[WHAT IS ASKED] Below are records; transcribe only the line with "of the wiper" and those after it, through the last line, without any change.

[DATA ENTRIES]
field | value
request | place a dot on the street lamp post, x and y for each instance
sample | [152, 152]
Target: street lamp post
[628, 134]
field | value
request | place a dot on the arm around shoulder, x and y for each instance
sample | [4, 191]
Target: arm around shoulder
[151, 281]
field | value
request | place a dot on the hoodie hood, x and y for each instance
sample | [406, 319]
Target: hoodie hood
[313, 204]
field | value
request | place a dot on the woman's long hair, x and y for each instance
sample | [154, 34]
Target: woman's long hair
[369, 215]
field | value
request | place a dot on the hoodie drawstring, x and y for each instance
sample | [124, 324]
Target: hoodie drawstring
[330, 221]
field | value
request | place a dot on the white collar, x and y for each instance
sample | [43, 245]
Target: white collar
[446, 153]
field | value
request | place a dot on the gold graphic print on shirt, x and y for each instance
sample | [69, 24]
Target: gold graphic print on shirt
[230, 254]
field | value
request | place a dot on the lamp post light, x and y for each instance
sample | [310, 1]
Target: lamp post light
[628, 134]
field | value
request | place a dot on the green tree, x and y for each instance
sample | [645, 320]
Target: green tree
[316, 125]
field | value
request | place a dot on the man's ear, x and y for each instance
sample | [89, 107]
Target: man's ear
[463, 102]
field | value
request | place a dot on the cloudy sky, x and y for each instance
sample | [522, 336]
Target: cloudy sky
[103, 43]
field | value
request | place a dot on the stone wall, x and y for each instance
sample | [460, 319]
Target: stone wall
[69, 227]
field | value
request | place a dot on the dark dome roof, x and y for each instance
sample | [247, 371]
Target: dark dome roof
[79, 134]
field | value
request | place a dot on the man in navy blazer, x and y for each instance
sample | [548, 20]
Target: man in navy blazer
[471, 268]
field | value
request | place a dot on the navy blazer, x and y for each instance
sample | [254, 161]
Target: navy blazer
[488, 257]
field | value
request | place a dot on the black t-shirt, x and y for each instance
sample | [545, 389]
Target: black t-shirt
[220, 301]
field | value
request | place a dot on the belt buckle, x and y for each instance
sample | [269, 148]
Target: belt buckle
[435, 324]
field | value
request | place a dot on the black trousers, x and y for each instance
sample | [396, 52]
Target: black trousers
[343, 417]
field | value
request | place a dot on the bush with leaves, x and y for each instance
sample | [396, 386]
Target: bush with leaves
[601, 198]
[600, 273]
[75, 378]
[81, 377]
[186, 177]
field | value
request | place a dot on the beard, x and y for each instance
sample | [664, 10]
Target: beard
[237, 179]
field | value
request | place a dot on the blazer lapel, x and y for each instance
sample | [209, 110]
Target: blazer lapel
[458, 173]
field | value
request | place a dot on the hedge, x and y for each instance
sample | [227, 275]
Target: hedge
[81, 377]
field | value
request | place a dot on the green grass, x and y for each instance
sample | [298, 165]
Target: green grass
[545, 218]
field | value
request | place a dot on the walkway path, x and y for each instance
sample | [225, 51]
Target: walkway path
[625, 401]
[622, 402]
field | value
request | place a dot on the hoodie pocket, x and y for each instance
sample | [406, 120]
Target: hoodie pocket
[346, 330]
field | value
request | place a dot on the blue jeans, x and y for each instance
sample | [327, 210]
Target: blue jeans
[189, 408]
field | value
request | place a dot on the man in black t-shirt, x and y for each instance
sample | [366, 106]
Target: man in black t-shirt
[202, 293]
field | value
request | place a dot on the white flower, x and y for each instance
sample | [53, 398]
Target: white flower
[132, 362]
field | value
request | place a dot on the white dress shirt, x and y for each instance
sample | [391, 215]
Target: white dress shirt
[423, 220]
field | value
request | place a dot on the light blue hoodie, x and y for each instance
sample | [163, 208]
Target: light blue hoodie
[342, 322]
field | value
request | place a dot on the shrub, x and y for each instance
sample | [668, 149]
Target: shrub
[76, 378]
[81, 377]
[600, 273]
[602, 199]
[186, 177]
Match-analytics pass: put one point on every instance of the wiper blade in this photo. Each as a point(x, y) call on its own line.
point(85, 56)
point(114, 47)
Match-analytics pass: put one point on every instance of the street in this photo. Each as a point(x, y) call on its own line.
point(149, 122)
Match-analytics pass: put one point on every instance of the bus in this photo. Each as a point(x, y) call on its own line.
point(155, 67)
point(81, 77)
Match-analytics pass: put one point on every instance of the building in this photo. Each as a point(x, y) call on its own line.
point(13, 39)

[WRITTEN SOLUTION]
Match-analytics pass: put one point on every instance of the wiper blade in this photo. Each as a point(x, y) call on its own line.
point(85, 56)
point(114, 47)
Match-analytics pass: put one point on every instance of the street in this photo. Each as a point(x, y) call on its own line.
point(149, 122)
Match-analytics pass: put one point on every instance of the bus in this photo. Each as a point(x, y) call on its own line.
point(155, 67)
point(81, 77)
Match-analytics pass: put one point on every instance of the building in this photo. Each as a point(x, y) call on its own line.
point(13, 39)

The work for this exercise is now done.